Exercise instructions: Can you write out, word for word, everything in the Opabinia passage below from "Of all the strange" down to "millions years ago."?

Credit...Franz Anthony
The Trilobites column at the New York Times has a story about Opabinia, an enigmatic animal from the Burgess Shale. Stephen Pates, a paleotologist, discovered a strange animal in the collections at the Natural History Museum at the University of Kansas in 2017. The animal was classified as a radiodont, like Anomalocaris, but he was fairly certain it wasn't. In a paper recently published in the journal Proceedings of the Royal Society B, this new animal is described as a close relative of Opabinia, which until now was the only opabiniid known. The new animal is named Utaurora comosa and was found in the Wheeler Shale Formation in Utah.
Of all the strange creatures unearthed from the Burgess Shale — a cache of remarkable Cambrian fossils deposited in the Canadian Rockies — none has been quite as transfixing as Opabinia. And for good reason — with five compound eyes and a trunk-like nozzle that ended in a claw, Opabinia seems otherworldly, like something imagined in a science fiction novel, rather than a swimmer in Earth’s oceans some 500 millions years ago.

The data:

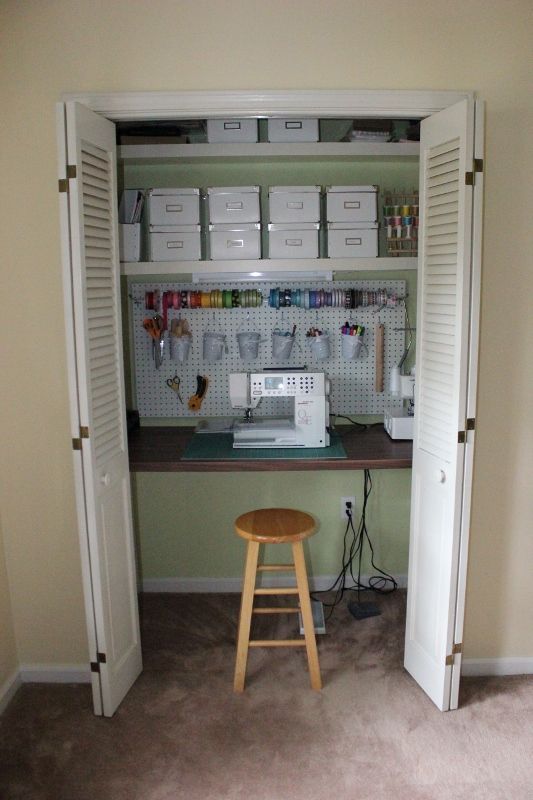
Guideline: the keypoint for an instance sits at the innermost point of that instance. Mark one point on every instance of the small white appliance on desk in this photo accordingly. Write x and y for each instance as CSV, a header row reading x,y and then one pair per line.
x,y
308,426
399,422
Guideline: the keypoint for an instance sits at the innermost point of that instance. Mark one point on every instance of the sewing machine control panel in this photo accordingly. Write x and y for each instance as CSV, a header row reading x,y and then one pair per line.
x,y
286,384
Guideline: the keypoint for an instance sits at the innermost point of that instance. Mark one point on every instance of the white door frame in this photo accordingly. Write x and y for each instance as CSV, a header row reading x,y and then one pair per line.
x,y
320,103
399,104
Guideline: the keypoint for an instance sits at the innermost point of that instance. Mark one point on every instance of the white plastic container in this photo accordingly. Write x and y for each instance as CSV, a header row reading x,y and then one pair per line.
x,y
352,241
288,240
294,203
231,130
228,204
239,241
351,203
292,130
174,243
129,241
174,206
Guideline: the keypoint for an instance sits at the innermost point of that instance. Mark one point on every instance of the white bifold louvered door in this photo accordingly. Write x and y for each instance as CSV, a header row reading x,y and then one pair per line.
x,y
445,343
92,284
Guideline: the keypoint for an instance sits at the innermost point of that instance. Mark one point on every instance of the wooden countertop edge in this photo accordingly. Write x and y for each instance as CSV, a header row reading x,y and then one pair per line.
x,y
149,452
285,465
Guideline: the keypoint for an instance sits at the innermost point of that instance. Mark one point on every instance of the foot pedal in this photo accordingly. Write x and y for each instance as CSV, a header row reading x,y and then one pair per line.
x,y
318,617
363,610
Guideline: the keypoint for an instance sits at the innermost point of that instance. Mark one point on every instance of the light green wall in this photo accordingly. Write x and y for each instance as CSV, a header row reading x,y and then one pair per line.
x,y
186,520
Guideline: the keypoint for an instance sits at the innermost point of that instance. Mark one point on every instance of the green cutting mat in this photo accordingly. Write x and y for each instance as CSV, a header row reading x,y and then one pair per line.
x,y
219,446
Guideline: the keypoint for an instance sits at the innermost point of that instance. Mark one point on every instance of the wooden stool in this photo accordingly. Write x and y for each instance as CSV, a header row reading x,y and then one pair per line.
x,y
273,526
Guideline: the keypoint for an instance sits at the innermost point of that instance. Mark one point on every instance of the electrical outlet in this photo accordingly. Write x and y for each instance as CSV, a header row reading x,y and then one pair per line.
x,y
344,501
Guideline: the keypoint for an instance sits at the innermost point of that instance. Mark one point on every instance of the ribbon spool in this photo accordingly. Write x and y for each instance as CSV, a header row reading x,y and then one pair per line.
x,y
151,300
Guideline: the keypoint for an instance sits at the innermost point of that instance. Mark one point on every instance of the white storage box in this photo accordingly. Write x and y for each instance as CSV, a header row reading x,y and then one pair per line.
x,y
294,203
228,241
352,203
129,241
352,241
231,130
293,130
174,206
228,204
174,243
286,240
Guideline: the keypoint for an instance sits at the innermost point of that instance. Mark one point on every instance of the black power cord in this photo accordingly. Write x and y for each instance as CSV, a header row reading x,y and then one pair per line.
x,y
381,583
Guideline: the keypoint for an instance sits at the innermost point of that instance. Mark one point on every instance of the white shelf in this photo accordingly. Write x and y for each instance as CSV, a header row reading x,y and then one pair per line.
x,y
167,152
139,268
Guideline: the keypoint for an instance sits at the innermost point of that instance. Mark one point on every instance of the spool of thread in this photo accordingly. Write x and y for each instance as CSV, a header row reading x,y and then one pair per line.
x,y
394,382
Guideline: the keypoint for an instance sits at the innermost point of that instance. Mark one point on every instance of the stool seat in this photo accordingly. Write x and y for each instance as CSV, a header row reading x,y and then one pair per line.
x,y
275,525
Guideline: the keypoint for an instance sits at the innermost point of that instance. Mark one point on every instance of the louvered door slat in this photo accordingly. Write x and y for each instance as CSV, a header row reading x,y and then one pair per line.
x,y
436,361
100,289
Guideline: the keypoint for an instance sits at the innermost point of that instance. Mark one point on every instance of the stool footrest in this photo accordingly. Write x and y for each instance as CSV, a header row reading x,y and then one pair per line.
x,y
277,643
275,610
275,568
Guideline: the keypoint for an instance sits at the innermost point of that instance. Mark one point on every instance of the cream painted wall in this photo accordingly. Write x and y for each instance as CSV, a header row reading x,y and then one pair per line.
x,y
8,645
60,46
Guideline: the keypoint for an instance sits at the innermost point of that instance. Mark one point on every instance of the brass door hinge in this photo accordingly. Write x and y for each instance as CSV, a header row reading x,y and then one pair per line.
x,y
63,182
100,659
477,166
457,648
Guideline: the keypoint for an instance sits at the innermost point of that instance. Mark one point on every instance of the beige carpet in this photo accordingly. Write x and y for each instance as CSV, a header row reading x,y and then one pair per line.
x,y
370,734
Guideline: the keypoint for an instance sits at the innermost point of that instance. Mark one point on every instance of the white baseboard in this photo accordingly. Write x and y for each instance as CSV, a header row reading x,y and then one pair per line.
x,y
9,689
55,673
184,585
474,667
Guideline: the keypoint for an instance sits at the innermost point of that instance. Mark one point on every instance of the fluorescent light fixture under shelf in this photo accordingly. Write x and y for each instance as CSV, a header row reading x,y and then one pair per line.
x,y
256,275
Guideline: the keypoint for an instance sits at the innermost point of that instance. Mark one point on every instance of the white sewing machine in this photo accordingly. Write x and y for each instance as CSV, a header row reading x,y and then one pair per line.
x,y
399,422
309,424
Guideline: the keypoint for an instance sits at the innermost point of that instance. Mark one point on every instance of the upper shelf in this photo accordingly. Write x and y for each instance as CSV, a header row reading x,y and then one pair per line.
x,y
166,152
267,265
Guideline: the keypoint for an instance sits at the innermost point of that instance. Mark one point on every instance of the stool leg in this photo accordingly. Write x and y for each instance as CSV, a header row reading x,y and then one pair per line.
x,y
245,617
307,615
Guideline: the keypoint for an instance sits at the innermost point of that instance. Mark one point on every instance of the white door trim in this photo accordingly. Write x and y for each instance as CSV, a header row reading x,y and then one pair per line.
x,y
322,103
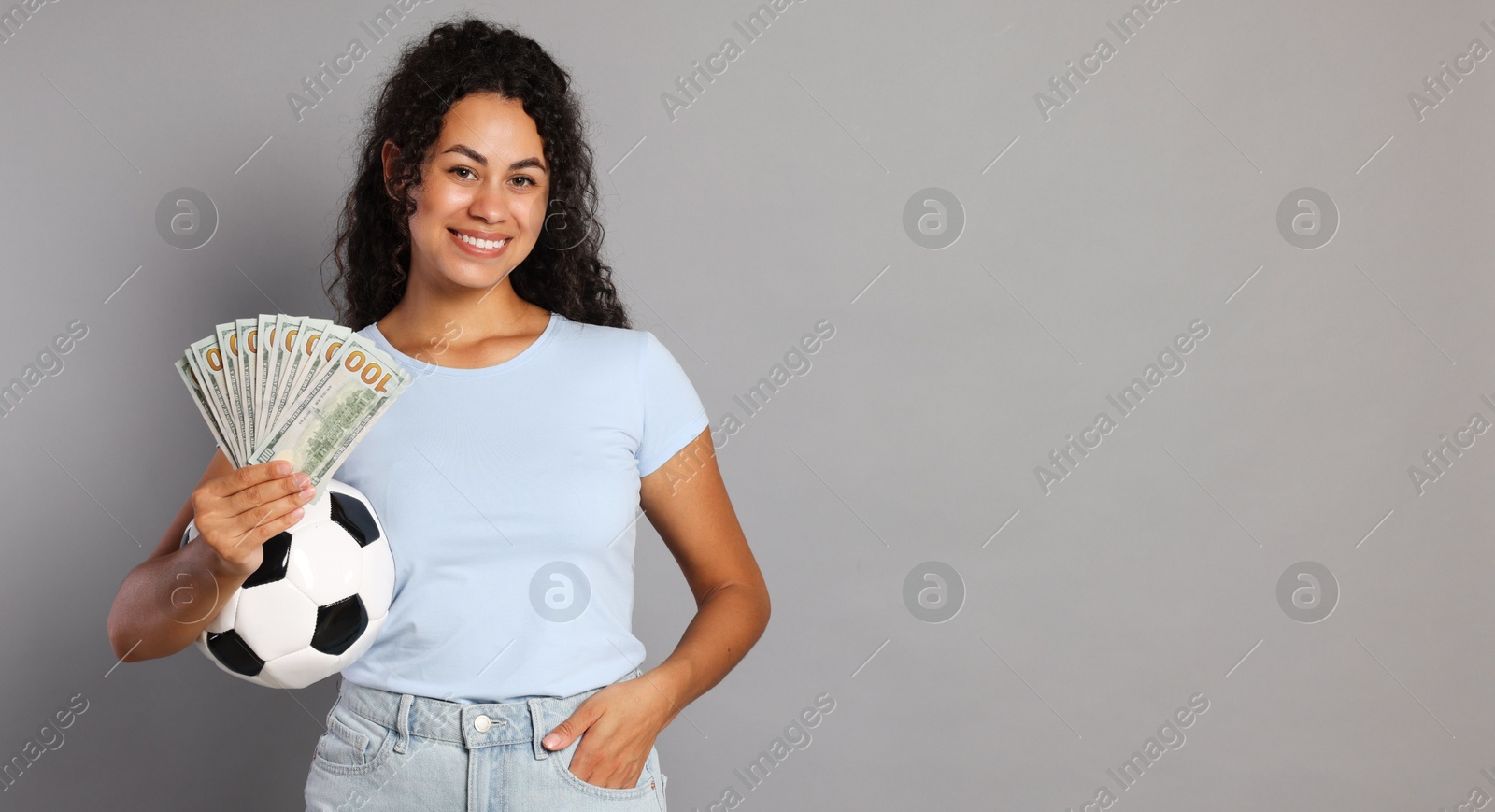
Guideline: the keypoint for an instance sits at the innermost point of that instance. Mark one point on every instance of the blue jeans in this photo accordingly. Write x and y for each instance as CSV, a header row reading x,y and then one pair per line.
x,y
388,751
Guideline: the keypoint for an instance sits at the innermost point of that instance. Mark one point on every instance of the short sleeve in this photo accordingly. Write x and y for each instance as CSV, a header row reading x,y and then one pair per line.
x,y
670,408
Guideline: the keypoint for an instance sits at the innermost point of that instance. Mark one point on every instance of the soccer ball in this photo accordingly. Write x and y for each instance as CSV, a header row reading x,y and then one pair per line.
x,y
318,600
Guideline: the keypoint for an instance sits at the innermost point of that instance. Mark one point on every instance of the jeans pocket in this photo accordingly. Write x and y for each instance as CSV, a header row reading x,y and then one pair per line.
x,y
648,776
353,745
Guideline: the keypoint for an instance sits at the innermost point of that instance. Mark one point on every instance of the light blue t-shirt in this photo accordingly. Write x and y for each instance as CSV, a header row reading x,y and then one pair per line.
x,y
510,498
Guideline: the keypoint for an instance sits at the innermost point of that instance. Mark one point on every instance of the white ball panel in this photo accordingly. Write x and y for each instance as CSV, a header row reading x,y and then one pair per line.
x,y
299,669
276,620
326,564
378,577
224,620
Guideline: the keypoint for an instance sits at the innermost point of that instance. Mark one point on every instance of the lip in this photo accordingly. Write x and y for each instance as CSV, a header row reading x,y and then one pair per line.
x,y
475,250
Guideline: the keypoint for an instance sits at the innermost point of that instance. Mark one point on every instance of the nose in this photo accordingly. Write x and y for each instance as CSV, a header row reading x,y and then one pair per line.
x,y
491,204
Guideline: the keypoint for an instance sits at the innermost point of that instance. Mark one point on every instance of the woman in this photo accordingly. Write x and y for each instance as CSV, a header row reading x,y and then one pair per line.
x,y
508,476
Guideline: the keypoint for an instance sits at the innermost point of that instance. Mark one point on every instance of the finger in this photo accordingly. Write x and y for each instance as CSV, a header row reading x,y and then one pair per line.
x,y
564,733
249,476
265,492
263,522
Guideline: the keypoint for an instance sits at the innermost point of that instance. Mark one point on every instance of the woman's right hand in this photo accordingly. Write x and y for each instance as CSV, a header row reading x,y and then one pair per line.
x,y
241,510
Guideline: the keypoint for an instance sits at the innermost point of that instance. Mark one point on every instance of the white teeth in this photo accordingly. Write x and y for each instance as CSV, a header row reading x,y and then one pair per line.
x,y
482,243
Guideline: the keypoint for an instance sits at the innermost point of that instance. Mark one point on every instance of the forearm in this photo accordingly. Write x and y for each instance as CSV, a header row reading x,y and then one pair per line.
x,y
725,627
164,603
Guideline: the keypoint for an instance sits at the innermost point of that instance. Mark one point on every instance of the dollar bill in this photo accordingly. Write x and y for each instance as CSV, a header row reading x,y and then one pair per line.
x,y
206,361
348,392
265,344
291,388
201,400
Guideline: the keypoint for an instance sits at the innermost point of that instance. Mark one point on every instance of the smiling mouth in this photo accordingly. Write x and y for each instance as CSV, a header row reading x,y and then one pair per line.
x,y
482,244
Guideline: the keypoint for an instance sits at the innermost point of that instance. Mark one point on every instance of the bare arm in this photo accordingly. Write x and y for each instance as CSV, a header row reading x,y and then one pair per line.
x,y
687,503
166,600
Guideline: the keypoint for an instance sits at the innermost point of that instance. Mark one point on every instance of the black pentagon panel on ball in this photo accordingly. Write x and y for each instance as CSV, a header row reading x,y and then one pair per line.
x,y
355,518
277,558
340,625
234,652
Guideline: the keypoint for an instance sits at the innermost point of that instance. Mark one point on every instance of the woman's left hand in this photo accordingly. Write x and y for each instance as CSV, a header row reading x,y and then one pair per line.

Exercise answer:
Of all the strange creatures unearthed from the Burgess Shale — a cache of remarkable Cambrian fossils deposited in the Canadian Rockies — none has been quite as transfixing as Opabinia. And for good reason — with five compound eyes and a trunk-like nozzle that ended in a claw, Opabinia seems otherworldly, like something imagined in a science fiction novel, rather than a swimmer in Earth’s oceans some 500 millions years ago.